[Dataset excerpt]
☆ ☆ ☆

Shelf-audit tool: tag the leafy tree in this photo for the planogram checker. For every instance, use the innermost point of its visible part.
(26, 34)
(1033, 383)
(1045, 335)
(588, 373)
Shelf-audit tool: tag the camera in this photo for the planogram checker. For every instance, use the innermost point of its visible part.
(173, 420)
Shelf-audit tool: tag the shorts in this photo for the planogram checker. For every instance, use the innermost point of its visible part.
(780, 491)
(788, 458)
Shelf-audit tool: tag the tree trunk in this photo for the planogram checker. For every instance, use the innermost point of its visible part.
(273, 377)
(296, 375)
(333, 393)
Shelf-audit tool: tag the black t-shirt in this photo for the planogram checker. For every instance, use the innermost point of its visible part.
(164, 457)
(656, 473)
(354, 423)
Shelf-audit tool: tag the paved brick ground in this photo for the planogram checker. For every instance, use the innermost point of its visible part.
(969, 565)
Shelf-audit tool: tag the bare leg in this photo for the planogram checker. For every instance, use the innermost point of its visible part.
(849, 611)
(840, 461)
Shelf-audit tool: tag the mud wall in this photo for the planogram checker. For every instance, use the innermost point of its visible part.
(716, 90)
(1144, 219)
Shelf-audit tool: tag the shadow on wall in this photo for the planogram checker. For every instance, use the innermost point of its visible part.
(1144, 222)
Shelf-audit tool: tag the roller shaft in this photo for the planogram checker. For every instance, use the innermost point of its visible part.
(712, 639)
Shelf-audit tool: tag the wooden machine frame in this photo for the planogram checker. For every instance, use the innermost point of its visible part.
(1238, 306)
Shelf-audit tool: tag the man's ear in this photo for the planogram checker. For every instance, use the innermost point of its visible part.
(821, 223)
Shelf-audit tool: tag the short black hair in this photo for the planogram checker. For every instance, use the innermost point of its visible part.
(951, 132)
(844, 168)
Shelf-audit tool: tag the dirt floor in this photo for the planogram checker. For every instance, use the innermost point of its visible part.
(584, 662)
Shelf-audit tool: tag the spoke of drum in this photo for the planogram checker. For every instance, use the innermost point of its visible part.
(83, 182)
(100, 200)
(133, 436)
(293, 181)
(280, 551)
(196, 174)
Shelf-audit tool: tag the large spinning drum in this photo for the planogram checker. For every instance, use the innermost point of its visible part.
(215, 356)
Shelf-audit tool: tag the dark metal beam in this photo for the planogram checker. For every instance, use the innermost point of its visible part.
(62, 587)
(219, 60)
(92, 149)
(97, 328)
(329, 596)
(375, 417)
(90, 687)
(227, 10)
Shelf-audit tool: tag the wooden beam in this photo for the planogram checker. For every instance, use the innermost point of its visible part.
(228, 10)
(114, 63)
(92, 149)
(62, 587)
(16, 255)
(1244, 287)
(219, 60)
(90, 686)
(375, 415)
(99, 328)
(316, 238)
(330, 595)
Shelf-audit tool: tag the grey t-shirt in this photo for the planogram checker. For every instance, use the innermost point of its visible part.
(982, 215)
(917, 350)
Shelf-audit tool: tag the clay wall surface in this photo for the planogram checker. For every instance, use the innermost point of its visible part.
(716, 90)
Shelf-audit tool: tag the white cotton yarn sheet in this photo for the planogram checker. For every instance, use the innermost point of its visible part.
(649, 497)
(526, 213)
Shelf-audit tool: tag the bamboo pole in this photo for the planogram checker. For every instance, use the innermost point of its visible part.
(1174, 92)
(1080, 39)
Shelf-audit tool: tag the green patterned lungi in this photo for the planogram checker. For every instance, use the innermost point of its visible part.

☆ ☆ ☆

**WHAT THE TASK REQUIRES**
Return every line of the data above verbatim, without changing anything.

**CORRECT RESULT**
Shelf-audit tool: tag the leafy tree in this photo for the planogram checker. For every instance, use the innermost point of its visible part.
(26, 34)
(1033, 383)
(1045, 335)
(588, 373)
Shelf-audit tool: tag the camera in this photo for the planogram checker. For every instance, use the innermost point of its visible part.
(173, 420)
Shelf-audit tool: tag the shorts in this photo for the planogram checker. For every instance, use the innermost point of its visible part.
(780, 491)
(788, 458)
Shelf-audit tool: tag the tree trunk in this photo for the planogram checker. For every instance, use the innermost point of its visible part.
(273, 377)
(296, 375)
(333, 393)
Shelf-audit tool: tag the black t-shirt in this photo for the planogram checker. For every instance, use the innermost point of its visible part.
(164, 457)
(656, 473)
(354, 423)
Shelf-audit tool: tag the paved brick ground in this photo for the planogram checker. For every instance, use the innermost point of its visible part.
(969, 565)
Shelf-audit tool: tag the bare leg in this photo for the planogram checker. For every instance, use the innermost point of its visible part.
(849, 611)
(840, 461)
Shelf-audit tool: tag the mud wall in this photo for the planogram checker. For every instance, use the innermost point of its visible part.
(716, 90)
(1144, 219)
Shelf-audit tool: tag the shadow on wall in this photo for the planogram checker. For every instance, use the innermost point of its visible part.
(1144, 222)
Shelf-audit tool: tag the roller shaft in this photo for the planogram checker. For every instance, use the innermost point of its visible part.
(712, 639)
Shelf-audit tool: tag the wooden machine frame in this photo for the planogram checker. For every instance, use the innermost point of its visible part.
(1238, 306)
Shelf-audit tool: tag the man's ear in this photo for the planogram checker. For every instance, use the innermost point of its visible part.
(821, 223)
Shelf-audit tool: tag the short black hair in this photo for the planogram checker. For every instance, use the innermost point of its visible part.
(951, 132)
(844, 168)
Shelf-audit tool: tag the dirt floor in this photo for the planogram checker. For every instance, use the innermost point of its visible part.
(584, 662)
Shelf-audit tool: tag the spoke of drum in this photo for the planogram checker. For every instance, use the innermost point of its visible part.
(83, 182)
(100, 200)
(133, 436)
(293, 181)
(280, 551)
(196, 174)
Shelf-audit tool: tag the large spinning drum in this photo for the planogram checker. For every instance, use the innermost point of its visible part.
(215, 356)
Shelf-audit tool: tag the dark metal beam in this photo for the planogram checker. For every instance, use the innermost point of its visible part.
(62, 587)
(219, 60)
(92, 149)
(97, 328)
(329, 596)
(375, 417)
(90, 687)
(227, 10)
Shelf-audit tool: tag the wooden beam in this photo for the planogram checker. For every instance, use the innermost point of its visible part.
(228, 10)
(114, 63)
(92, 149)
(62, 587)
(16, 255)
(1244, 287)
(219, 60)
(90, 686)
(375, 415)
(99, 328)
(316, 238)
(330, 595)
Shelf-audit tool: tag the grey t-shirt in this photo for the planogram checker. For every instance, use the innermost point of its visible part.
(982, 215)
(917, 350)
Shelf-audit tool: tag the clay wall surface in this photo for the planogram checker. For every instance, use the innermost point of its visible part.
(716, 90)
Shelf-audit tool: tag the white cotton yarn sheet in this photo for the planogram checker. For every instance, use the innermost point of its visible part.
(649, 497)
(526, 213)
Shelf-audit tool: tag the bamboo pole in this photo for the planogram checker. For every instance, use the innermost point of its visible part.
(1174, 92)
(1080, 39)
Shelf-audit tool: tag the green patterned lungi in this photo for the planogram checker. For every instance, use the innermost point of its visible part.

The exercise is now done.